_DIRECTIVE:_ In the page excerpt below, how many "facts" from 'An Inconvenient Truth' could not be deemed proven in the recent UK judgment?

_PAGE EXCERPT:_
Urban America pays most of the taxes... yet is willing to pay for a modern nation... while redders demand tax cuts for their favorite aristocrats. The same way that confederate troops willingly died for a veneer of slaveholders. And that merits respect?

Urban America is in the crosshairs of terror... yet urbanites see no "emergency" or "war" that merits destroying our institutions, values or fiscal health. The only panic is displayed by those screaming "terror!" from the safety of the countryside.

Of course this oversimplifies. There are urban ostriches and lemmings. And there are rural people - even Republicans - who are loyal to America and the future. Still, we cannot ignore any longer the searing, bilious roots of culture war. I am afraid we may have to fight it.

That is why I feel the Ostrich campaign is vital to pursue, even if it seems likely a democrat will win in 08. Because, alas, Hillary or Obama would be intrinsically unable to calm or unite this country. We have already seen what one-third can do, if drenched with hate.

We have to EITHER fight this out at the grassroots and marginalize the haters, by reducing them below 20%... or...

...or draft Al Gore.

Tony Fisk said...

One man alone isn't going to save the world. I think Al Gore is far more effective doing what he does now.

I find it interesting that the climate nay-sayers have made little use of the recent judgment in the UK. Even though it wasn't so much a refutation of 'An Inconvenient Truth' as it was a correction ( nine 'facts' could not be deemed proven.) I'm sure the spin masters could make a meal of that.

Now *this* is crazy talk:

Australian PM-elect Kevin Rudd announces that he intends to:
- ratify Kyoto
- reverse industrial reform (the main thing that bought the Liberals down)
- withdraw troops from Iraq (but not Afghanistan)
- seek to end the head butting over growth vs environment, left vs right, industry vs unions, ie dichotomies in general.

Why, this is.. is just... sane!!?

Actually, even at his most patriarchial, I do not believe Howard has ever been allowed to slip into the same level of divisiveness as the current crop of US cons. He just... lost touch.

I do not see the same cultural divide between urban and rural in Australia. Oh yes, there are tensions, but they aren't really any worse than different life values arising from different lifestyles. Ironically, the tendency is for those in the bush to view city dwellers as the ones who are out of touch. Even in good times, it is a harsh country, once you get away from the coast and over the dividing range, and you need to be a realist to make anything of it. I think the last couple of years have shown climate change to be more than a hypothetical. (The Murray-Darling system has never had the same flow, but just try and contemplate the prospect of the Mississippi running dry!)

Oh well! It remains to be seen whether our new leader can make his actions suit his words.

Anonymous said...

David I agree totally, well stated and that idea may have some traction with a wider audience.

I have this theory that Regan and the GOP actually meant what he said about the government being the problem. The GOP see the United states military as part of the government and so started the war in Iraq as a way to destroy it. In their place they put private contractors to replace the work the military used to do. Plus they get to create a new mafia without links to the left or labor unions. Sort of a Manchurian scenario in plain sight. Plus they got away with it in El Salvador with the contras. I am almost finished with Eienstein book by Issacson and was shocked to find that 1938 Hitler was voted “Greatest living person” in a survey of the incoming class at Princeton here in the USA. The way I see it big government is here to stay because people like the economic security it provides and our economy demands it.

_RECORD EXCERPTS:_
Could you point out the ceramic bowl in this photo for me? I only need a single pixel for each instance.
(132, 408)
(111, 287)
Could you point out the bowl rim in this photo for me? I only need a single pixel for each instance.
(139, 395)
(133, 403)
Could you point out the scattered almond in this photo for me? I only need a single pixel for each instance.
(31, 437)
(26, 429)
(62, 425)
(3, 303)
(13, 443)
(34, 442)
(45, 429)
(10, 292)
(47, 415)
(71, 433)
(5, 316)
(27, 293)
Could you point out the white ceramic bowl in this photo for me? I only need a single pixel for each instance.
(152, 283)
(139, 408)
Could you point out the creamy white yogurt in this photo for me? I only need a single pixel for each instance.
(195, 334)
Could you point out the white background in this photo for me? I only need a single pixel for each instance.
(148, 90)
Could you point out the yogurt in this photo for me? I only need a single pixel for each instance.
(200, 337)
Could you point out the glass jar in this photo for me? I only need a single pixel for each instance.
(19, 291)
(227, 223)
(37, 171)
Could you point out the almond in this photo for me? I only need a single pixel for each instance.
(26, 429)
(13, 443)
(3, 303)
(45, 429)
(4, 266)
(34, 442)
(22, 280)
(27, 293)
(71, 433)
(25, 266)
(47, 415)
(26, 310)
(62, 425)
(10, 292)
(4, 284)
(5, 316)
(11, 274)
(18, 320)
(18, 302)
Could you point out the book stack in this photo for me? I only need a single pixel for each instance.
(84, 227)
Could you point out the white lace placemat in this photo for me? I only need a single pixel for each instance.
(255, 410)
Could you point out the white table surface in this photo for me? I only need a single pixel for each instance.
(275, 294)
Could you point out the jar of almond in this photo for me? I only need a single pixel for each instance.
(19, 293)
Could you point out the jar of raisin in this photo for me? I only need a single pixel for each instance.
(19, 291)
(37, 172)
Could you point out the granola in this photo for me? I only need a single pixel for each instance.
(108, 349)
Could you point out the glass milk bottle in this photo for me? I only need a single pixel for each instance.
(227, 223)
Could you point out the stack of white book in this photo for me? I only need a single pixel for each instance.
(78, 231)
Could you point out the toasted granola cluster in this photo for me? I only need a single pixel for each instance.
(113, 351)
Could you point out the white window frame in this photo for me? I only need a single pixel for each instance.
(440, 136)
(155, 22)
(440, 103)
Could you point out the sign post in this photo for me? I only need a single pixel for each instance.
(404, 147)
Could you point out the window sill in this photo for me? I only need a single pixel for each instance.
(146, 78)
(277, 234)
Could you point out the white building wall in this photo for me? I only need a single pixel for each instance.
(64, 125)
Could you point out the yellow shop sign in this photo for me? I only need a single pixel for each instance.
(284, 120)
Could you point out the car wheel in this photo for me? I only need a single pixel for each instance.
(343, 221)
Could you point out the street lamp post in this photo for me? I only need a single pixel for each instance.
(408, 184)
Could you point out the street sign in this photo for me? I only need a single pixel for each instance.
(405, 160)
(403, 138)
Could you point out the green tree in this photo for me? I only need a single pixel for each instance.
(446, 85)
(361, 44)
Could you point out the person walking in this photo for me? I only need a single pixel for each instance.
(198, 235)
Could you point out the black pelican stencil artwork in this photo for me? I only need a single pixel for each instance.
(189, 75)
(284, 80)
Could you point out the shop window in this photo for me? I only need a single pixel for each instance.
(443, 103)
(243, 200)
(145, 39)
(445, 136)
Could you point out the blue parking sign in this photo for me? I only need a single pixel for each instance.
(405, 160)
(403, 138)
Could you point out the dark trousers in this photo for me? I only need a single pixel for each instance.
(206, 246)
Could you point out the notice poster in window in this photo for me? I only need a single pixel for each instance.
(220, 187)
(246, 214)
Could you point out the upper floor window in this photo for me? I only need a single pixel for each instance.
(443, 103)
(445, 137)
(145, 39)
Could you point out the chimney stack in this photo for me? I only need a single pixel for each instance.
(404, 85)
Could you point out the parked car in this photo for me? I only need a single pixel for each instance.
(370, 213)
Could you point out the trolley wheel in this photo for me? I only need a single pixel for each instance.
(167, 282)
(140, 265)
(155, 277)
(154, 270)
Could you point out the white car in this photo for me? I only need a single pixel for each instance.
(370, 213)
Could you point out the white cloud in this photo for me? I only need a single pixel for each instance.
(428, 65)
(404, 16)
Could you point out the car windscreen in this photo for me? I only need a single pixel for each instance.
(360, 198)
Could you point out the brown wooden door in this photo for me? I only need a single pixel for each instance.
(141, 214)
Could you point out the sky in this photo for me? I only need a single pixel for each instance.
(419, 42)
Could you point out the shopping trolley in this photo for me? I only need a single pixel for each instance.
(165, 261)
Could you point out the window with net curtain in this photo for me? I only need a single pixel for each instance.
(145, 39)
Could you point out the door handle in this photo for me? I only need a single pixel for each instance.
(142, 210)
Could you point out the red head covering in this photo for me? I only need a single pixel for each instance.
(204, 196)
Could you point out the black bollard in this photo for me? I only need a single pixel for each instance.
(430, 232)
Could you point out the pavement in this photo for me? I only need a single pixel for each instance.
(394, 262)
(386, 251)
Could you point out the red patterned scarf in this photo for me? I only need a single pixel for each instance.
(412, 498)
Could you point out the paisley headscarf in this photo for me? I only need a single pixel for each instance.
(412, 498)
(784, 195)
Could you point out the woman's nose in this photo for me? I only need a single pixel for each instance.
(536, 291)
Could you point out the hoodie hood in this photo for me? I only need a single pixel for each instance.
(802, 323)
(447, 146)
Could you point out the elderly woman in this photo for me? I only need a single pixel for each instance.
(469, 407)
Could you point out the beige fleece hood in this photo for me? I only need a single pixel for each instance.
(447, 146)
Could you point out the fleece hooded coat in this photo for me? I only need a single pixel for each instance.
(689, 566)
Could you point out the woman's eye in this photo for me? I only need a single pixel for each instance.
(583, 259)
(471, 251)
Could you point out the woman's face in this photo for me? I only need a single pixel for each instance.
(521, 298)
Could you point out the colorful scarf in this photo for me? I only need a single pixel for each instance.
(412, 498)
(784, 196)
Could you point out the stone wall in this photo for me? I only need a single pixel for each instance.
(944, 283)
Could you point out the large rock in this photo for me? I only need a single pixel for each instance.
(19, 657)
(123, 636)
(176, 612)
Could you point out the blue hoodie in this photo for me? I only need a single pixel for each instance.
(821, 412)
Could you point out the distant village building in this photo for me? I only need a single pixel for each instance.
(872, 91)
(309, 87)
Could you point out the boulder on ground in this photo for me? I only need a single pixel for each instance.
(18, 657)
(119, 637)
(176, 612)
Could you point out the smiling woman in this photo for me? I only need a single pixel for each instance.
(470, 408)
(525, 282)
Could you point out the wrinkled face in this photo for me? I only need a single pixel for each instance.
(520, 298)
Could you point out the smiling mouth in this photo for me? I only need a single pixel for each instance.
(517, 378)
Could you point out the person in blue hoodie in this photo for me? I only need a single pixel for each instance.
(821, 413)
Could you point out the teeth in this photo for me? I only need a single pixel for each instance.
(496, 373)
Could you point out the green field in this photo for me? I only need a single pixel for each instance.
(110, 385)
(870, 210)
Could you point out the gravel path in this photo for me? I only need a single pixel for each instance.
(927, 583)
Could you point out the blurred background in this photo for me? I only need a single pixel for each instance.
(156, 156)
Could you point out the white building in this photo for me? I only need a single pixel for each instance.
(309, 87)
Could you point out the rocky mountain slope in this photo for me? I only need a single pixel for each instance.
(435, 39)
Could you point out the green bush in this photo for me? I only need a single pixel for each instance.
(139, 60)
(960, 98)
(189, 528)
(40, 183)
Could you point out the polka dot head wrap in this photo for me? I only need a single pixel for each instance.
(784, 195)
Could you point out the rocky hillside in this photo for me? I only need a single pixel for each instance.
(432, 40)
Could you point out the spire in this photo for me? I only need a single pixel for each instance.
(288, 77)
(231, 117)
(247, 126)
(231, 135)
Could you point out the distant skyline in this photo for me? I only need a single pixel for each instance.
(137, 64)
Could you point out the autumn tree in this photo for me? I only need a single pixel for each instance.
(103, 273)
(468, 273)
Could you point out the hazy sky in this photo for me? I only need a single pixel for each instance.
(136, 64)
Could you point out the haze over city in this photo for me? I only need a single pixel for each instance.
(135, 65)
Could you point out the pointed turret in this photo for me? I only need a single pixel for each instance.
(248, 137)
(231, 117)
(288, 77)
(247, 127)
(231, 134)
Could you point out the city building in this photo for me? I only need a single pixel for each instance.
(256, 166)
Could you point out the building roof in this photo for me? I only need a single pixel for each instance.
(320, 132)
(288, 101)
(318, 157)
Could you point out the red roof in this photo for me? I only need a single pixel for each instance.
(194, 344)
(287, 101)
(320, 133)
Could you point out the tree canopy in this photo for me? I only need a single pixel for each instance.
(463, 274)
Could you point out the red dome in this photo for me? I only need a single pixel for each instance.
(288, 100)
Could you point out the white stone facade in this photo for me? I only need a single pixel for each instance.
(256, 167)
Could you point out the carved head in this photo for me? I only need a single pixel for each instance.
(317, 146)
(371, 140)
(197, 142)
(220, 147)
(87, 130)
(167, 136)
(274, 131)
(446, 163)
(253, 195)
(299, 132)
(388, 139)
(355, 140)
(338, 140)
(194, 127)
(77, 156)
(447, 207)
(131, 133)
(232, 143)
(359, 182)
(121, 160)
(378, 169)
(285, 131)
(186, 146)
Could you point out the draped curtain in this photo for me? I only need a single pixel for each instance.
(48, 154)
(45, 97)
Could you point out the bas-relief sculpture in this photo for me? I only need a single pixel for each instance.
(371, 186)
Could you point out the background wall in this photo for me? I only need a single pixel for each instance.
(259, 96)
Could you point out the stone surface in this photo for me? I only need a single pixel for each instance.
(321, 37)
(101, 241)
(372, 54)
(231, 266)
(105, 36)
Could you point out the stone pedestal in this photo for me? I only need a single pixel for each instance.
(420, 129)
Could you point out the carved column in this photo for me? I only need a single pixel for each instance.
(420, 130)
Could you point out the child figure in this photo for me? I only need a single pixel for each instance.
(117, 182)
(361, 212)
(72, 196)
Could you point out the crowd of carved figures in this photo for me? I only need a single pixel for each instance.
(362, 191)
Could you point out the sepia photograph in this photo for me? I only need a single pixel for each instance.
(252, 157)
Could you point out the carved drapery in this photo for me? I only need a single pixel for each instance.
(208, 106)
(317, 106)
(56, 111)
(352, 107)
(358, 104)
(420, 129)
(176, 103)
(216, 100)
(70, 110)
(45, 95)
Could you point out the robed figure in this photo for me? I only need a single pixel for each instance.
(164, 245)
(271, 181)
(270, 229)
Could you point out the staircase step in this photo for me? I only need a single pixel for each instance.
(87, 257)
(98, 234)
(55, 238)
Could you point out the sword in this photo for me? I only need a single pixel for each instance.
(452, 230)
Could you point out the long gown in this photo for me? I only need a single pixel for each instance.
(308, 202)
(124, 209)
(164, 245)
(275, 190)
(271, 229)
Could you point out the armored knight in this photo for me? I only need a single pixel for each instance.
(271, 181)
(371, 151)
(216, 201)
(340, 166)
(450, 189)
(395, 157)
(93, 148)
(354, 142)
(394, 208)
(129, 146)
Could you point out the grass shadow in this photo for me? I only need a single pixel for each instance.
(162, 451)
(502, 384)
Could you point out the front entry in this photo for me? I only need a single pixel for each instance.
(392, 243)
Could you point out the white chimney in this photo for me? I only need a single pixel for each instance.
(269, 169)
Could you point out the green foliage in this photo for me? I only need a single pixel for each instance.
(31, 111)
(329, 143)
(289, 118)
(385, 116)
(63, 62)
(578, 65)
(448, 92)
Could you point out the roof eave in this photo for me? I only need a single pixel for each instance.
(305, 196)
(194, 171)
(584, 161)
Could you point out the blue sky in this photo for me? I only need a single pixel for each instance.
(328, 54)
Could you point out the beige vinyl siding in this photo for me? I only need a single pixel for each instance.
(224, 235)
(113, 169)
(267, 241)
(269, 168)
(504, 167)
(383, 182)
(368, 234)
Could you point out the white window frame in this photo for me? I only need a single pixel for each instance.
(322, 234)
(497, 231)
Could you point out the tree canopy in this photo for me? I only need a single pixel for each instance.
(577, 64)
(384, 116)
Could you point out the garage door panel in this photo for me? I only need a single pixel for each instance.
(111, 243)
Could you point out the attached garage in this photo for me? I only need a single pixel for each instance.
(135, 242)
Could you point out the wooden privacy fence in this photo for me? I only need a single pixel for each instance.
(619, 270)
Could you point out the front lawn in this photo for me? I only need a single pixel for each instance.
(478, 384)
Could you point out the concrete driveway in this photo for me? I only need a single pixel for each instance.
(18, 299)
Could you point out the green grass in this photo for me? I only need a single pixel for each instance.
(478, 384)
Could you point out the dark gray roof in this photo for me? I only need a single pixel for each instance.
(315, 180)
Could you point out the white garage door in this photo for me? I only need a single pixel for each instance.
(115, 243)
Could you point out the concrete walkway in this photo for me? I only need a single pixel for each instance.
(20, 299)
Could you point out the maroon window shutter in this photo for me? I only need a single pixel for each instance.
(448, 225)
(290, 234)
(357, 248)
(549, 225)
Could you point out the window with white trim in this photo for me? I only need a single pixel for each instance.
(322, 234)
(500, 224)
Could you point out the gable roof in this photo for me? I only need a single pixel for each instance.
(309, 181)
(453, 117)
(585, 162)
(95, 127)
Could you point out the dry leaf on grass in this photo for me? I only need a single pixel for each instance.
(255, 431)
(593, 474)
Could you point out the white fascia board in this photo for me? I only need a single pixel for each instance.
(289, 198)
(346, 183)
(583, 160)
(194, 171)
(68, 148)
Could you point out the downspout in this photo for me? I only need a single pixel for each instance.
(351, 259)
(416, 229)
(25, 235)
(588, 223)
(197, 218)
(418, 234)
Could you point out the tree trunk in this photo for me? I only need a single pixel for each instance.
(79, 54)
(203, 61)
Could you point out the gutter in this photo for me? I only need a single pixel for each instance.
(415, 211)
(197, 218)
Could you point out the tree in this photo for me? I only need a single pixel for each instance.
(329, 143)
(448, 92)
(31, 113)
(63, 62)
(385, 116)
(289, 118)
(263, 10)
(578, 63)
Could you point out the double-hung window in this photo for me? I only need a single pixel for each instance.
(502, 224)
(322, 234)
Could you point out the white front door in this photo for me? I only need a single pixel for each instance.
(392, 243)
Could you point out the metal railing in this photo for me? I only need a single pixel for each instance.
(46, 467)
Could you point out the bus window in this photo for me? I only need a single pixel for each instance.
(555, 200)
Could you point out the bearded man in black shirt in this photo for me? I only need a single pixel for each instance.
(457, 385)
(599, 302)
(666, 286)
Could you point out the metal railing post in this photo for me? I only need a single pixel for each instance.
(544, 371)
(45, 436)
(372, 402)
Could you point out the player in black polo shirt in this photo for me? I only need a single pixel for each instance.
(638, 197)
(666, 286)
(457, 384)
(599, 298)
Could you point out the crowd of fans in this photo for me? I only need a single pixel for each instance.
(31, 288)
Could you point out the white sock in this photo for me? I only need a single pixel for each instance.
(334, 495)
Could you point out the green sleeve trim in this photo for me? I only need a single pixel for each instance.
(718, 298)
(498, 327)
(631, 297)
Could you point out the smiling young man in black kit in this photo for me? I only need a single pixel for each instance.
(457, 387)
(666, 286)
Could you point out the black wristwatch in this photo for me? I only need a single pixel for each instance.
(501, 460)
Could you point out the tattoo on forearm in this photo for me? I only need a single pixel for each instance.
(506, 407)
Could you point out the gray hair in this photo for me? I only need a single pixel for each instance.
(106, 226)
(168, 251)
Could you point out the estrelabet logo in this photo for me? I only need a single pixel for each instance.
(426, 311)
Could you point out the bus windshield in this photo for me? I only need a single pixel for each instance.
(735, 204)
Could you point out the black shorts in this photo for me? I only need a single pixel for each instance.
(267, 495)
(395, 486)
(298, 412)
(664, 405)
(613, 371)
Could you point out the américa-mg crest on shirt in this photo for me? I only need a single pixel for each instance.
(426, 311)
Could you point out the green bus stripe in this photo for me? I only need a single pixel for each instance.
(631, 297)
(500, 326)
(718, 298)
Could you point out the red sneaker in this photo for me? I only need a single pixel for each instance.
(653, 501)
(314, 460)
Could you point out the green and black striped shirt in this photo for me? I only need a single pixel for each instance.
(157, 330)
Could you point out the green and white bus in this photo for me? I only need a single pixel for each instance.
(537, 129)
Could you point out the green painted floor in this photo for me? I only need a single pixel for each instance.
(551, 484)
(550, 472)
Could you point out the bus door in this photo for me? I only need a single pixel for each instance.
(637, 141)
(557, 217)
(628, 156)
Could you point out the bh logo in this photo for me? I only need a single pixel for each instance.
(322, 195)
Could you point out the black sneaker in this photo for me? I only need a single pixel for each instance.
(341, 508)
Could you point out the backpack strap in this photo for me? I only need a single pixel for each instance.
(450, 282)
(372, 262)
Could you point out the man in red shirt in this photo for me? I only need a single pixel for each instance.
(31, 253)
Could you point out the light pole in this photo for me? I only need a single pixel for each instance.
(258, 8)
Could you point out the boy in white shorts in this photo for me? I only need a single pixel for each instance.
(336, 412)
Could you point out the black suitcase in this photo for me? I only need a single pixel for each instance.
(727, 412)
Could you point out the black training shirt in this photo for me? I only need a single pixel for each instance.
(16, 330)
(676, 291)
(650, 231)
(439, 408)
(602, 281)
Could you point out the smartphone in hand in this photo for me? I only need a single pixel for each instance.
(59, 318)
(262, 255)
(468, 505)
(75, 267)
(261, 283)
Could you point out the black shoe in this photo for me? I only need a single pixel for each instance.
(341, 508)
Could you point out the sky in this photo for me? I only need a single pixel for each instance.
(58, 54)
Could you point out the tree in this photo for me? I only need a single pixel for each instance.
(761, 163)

_THE OUTPUT:_ Nine